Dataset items
*** Begin section ***
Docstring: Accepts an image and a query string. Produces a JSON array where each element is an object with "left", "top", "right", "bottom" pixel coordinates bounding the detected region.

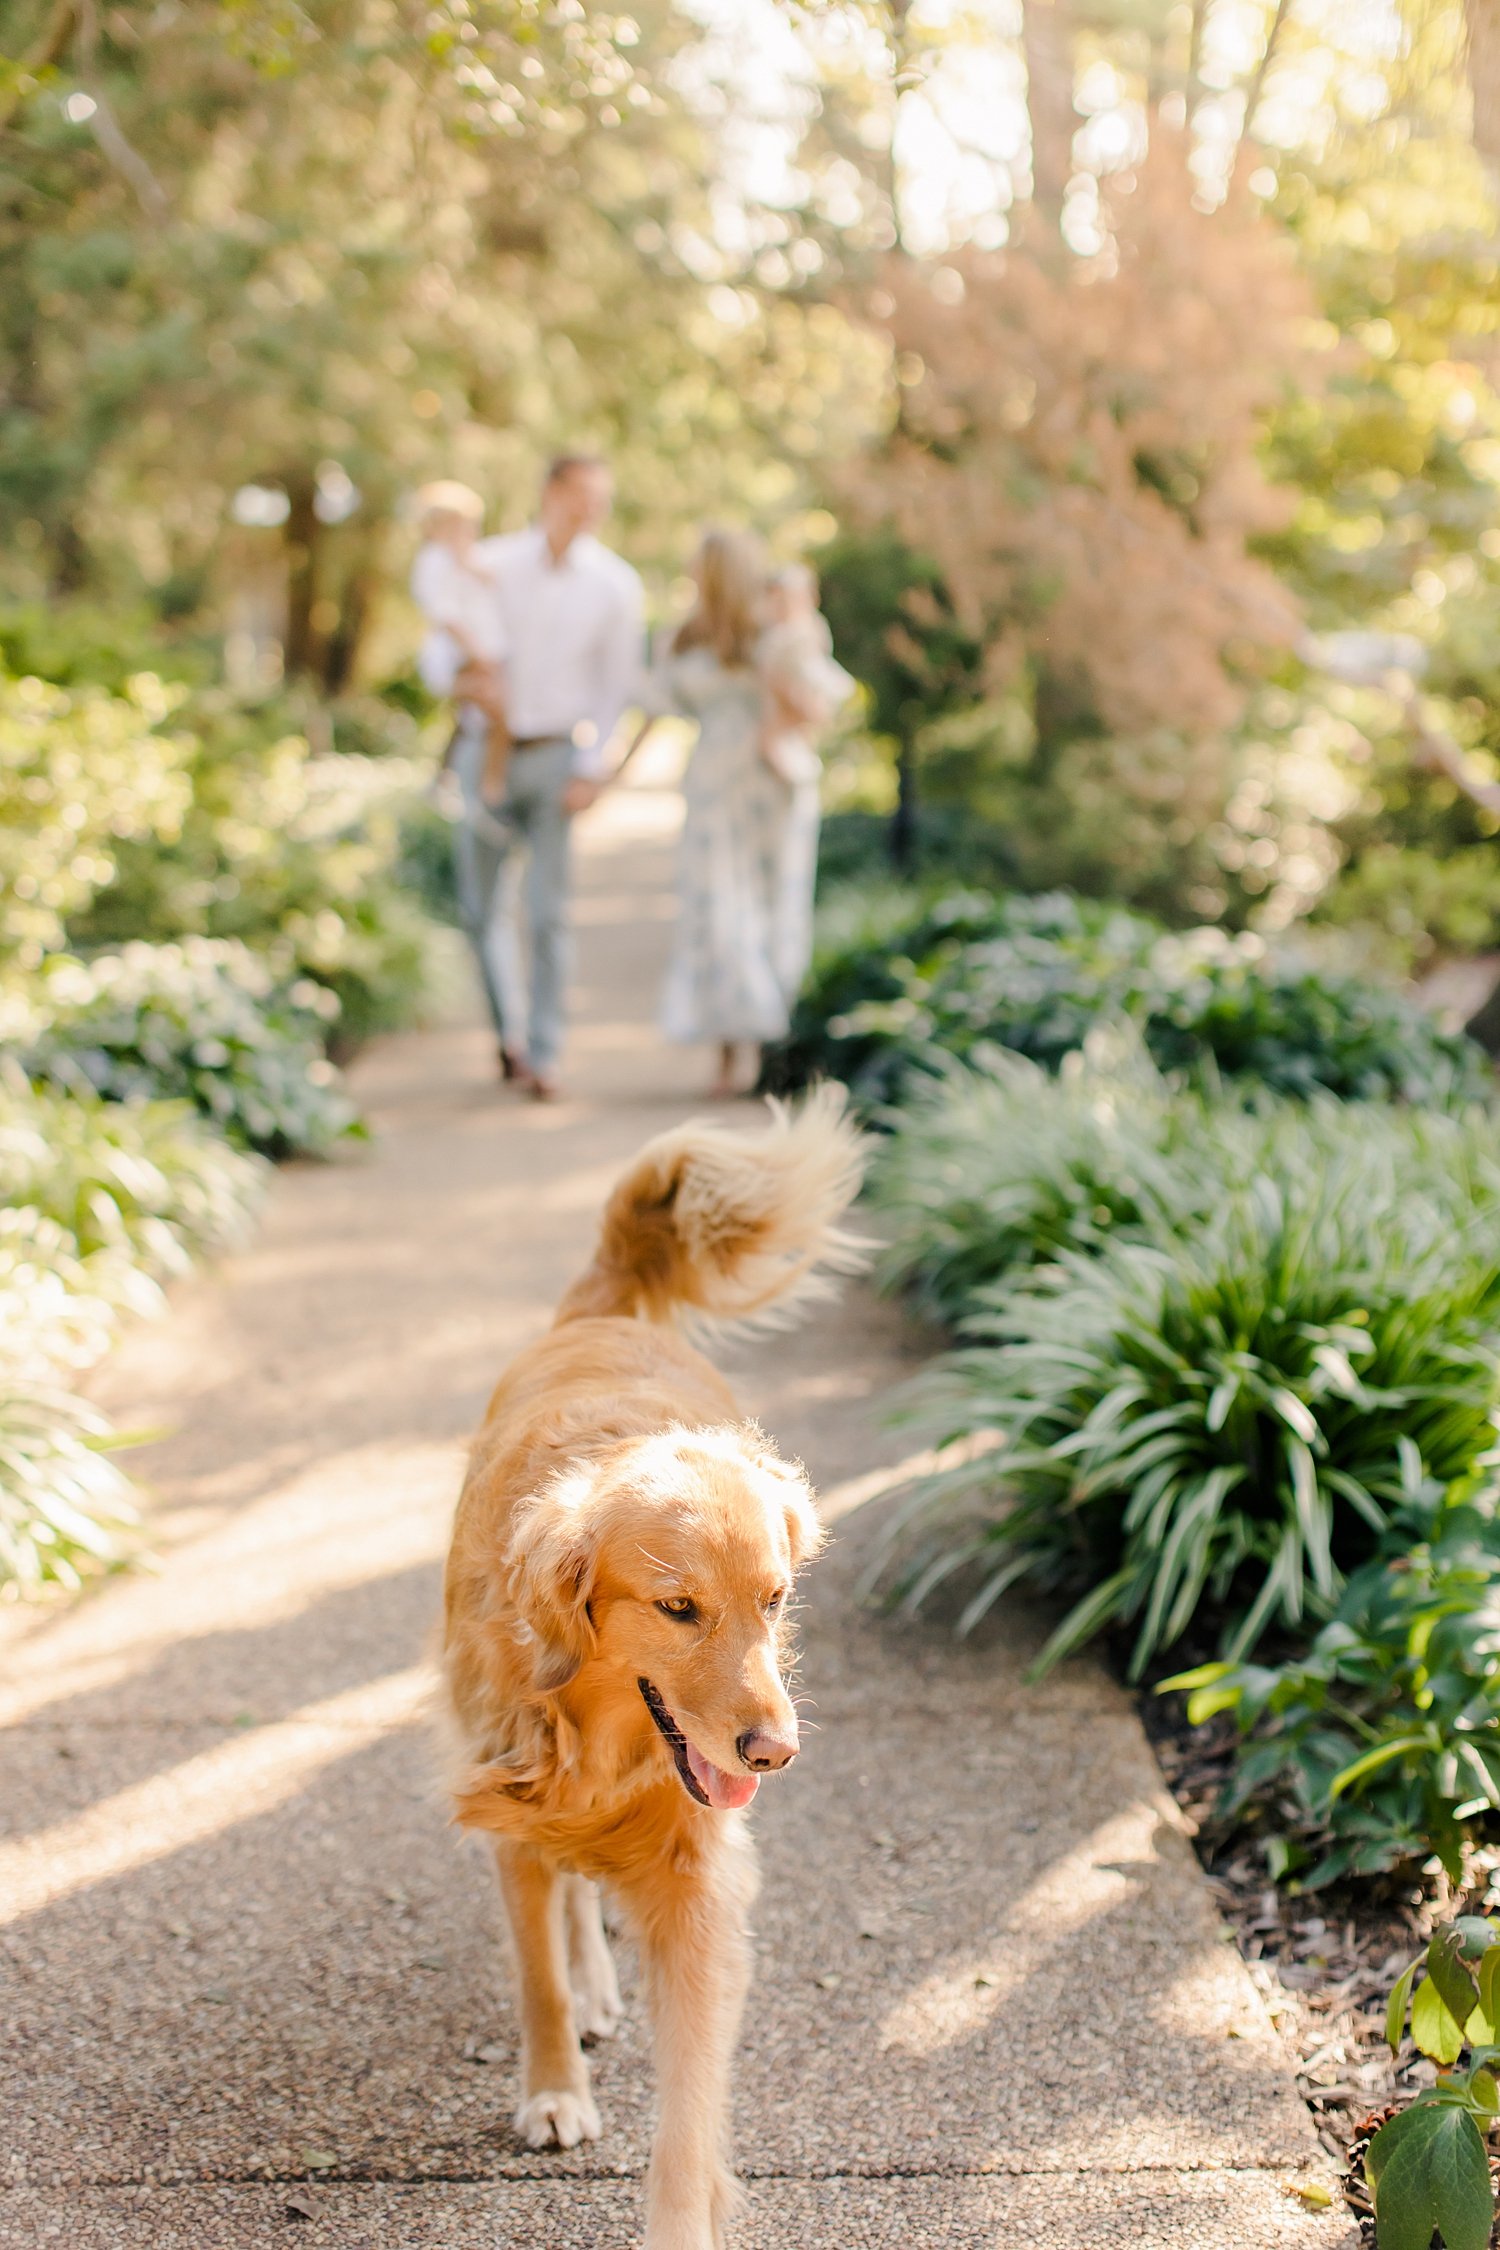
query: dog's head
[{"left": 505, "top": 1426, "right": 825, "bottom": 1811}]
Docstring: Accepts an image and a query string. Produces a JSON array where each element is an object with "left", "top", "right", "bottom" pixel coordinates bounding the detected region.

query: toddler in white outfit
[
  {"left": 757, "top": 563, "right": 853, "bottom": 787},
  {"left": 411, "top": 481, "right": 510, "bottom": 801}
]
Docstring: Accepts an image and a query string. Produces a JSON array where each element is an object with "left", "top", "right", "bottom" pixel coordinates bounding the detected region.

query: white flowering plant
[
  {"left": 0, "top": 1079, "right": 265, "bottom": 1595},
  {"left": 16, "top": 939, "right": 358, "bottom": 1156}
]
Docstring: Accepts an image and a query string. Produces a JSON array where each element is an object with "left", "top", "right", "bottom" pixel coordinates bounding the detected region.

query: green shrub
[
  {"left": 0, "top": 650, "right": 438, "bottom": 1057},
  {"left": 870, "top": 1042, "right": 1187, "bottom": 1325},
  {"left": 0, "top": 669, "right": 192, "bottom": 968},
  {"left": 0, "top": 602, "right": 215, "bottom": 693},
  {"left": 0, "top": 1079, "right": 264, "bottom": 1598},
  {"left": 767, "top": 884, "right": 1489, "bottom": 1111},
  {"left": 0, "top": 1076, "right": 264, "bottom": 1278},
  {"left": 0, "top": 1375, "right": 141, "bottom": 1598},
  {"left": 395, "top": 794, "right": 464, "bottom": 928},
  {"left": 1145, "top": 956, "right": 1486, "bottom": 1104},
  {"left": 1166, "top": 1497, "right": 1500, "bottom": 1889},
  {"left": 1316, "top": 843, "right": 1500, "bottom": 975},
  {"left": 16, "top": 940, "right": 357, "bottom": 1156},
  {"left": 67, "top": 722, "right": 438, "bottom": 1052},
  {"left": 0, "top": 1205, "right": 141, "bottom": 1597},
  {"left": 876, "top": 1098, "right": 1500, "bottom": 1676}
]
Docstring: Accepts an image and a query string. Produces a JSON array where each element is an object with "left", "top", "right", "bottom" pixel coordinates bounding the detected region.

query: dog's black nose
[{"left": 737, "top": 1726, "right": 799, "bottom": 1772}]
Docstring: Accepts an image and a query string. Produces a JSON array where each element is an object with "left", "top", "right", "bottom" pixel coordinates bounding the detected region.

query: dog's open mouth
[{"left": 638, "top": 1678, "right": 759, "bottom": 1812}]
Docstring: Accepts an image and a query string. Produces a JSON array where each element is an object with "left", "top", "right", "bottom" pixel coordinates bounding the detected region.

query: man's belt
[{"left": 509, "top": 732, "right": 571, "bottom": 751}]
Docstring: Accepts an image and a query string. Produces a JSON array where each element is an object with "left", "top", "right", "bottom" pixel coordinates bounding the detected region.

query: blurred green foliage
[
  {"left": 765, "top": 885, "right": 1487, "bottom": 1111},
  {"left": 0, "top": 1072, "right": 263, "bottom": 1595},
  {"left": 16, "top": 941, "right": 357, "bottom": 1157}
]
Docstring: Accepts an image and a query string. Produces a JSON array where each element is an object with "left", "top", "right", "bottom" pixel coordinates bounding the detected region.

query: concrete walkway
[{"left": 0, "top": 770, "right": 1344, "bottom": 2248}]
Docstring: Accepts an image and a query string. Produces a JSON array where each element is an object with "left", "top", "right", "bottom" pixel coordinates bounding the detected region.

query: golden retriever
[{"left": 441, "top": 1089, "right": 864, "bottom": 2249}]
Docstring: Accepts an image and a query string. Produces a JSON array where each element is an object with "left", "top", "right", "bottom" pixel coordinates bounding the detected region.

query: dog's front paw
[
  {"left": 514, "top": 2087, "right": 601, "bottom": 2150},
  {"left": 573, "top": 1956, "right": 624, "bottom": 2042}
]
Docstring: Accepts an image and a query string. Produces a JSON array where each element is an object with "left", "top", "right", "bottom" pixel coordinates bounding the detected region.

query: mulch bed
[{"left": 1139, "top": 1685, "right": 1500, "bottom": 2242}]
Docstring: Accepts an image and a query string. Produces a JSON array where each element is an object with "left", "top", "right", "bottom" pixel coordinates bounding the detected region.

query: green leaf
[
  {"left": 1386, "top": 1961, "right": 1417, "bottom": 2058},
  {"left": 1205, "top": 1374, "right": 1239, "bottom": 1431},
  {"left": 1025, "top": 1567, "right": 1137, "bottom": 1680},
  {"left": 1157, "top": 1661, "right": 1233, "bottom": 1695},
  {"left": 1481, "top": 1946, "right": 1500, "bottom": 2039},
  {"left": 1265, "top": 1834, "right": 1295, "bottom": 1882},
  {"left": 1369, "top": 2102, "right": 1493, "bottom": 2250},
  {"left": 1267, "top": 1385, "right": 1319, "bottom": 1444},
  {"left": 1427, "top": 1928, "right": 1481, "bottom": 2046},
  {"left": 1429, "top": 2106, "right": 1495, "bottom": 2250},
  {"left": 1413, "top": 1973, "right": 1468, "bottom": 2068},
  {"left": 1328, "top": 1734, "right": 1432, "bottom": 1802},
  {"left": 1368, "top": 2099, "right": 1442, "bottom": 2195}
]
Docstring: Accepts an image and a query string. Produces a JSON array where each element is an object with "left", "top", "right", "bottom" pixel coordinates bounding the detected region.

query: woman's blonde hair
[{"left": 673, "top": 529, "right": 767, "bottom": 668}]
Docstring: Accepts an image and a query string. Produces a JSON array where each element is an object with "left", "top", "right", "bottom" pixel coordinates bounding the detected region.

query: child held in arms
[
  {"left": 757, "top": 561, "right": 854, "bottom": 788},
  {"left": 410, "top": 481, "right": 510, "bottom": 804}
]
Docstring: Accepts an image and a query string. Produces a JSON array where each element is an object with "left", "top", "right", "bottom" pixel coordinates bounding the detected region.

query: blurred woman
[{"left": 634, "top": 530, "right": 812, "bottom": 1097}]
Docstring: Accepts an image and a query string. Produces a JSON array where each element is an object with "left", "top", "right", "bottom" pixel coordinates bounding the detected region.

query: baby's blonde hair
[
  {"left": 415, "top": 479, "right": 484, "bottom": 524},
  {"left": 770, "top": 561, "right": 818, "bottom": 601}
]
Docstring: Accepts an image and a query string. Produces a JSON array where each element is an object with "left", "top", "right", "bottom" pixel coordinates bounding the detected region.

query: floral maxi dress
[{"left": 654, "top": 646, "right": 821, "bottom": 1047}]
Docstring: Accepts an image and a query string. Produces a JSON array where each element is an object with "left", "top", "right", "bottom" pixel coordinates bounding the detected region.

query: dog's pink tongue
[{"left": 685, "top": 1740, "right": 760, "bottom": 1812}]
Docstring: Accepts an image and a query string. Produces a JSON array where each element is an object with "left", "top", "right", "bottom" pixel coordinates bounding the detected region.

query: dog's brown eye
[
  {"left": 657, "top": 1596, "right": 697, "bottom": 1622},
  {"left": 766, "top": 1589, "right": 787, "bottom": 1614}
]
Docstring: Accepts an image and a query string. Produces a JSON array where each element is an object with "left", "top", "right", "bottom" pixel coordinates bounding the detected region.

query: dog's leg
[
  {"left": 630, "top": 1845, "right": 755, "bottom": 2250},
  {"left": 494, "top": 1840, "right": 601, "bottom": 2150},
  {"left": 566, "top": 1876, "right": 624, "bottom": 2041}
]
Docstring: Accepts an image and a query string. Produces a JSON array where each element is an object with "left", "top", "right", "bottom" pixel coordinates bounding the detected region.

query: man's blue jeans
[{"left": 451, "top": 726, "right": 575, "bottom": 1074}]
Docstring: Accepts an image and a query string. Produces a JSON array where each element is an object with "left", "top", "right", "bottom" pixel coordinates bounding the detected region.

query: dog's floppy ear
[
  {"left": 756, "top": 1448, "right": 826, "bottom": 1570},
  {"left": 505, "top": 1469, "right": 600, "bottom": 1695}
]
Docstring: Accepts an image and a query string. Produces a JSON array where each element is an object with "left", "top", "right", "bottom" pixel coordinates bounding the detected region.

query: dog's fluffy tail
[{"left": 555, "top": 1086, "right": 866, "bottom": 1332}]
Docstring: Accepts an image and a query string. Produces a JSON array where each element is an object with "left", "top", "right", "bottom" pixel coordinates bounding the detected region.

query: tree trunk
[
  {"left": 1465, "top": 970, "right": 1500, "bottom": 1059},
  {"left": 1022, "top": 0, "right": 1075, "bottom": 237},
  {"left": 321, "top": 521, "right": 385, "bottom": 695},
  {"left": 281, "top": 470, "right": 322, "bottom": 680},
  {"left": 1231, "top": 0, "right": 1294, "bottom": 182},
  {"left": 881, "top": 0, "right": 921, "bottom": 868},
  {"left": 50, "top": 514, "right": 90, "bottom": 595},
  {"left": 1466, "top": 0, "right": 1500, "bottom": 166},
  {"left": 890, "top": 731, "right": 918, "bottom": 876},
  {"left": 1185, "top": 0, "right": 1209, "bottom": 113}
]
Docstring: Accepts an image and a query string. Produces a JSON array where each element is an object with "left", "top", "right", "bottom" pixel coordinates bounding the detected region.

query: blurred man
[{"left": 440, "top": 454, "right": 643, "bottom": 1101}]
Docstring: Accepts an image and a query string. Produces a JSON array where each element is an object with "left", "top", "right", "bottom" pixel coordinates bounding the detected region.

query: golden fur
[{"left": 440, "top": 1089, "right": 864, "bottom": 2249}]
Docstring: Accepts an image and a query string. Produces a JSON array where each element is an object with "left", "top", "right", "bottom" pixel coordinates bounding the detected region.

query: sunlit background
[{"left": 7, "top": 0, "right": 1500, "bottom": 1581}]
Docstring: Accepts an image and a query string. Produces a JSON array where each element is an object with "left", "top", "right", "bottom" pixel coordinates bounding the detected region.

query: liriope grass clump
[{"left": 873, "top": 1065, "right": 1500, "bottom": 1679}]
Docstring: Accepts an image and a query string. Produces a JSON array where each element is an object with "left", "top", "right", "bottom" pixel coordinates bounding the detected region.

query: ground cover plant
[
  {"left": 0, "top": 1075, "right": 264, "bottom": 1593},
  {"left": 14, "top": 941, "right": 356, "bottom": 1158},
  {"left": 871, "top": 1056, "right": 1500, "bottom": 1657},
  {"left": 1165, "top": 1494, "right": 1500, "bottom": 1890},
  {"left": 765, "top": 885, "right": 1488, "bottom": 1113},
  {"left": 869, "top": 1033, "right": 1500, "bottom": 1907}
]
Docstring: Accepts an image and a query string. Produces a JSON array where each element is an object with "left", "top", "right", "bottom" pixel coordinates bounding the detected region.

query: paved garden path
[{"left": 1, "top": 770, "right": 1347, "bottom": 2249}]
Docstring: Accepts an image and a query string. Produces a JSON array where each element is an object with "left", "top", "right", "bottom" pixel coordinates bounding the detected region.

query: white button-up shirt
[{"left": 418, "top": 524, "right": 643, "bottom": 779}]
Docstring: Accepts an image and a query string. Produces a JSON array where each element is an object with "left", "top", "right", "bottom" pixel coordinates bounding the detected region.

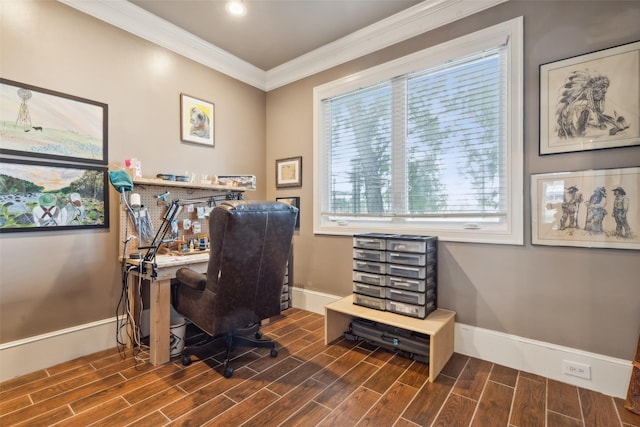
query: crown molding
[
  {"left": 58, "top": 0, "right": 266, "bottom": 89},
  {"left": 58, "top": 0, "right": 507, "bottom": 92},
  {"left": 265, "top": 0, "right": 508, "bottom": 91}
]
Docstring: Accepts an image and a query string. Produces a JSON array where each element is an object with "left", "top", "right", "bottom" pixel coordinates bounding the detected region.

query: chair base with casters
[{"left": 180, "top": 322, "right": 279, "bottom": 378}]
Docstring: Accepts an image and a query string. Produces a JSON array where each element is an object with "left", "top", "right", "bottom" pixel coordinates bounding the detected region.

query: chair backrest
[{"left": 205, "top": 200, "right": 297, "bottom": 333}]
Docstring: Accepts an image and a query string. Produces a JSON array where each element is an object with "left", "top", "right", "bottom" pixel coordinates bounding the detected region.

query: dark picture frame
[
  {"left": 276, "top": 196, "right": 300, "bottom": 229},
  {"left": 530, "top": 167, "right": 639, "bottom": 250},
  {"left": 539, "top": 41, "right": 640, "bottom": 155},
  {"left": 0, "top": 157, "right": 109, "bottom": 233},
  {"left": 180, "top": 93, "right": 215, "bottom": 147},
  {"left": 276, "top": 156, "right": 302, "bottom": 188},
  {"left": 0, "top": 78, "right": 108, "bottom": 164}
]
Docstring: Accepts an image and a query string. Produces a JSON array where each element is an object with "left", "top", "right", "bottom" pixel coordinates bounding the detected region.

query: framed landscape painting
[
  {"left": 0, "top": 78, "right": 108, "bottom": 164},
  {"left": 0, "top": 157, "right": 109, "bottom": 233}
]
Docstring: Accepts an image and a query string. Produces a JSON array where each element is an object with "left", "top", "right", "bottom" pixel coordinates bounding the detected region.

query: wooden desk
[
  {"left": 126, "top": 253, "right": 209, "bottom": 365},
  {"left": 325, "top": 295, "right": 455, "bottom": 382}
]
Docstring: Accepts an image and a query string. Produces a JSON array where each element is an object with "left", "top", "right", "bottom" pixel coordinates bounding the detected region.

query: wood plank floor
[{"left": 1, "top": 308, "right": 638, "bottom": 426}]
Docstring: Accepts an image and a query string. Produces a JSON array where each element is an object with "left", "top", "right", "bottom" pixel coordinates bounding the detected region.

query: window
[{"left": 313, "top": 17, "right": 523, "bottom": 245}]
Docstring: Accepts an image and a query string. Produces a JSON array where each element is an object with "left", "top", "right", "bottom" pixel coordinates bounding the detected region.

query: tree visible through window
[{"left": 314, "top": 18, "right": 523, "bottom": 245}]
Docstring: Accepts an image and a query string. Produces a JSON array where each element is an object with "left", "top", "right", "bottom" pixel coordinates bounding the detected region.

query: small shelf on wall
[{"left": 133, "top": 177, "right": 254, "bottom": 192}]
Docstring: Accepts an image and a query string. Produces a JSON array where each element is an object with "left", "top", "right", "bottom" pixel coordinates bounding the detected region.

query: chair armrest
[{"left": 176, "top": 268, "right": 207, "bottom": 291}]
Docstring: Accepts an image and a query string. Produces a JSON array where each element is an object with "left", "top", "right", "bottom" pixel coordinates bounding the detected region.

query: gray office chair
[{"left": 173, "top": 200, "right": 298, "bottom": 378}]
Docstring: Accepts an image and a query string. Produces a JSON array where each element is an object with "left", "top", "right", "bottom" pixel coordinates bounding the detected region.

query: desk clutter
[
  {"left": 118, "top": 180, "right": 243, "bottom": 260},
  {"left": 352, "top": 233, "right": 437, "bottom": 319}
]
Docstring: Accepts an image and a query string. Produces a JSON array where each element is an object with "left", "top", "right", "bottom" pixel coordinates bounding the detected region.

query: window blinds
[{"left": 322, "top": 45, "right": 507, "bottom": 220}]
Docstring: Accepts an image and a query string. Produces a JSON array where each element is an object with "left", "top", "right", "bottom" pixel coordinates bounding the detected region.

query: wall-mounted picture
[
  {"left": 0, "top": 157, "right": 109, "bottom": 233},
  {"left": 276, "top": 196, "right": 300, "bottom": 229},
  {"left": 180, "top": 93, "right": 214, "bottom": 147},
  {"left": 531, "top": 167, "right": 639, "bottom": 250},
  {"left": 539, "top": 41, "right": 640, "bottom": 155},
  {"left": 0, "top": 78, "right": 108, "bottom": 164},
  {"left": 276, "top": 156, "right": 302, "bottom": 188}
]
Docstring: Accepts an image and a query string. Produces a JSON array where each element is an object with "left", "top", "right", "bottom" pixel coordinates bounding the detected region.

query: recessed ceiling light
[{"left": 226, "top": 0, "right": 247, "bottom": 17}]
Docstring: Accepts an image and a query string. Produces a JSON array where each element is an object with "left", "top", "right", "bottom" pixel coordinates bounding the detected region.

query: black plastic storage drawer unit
*** End section ***
▸ Aim of the exercise: Output the line containing "query: recessed ceiling light" together with all later lines of the entries, exactly as written, through the final line.

▸ Task output:
query: recessed ceiling light
[{"left": 226, "top": 0, "right": 247, "bottom": 17}]
Docstring: Accepts an image and a query string. Produces a JSON array where each element is an object with "left", "top", "right", "bottom" pixel coordinates bounding the detected region.

query: black plastic storage drawer unit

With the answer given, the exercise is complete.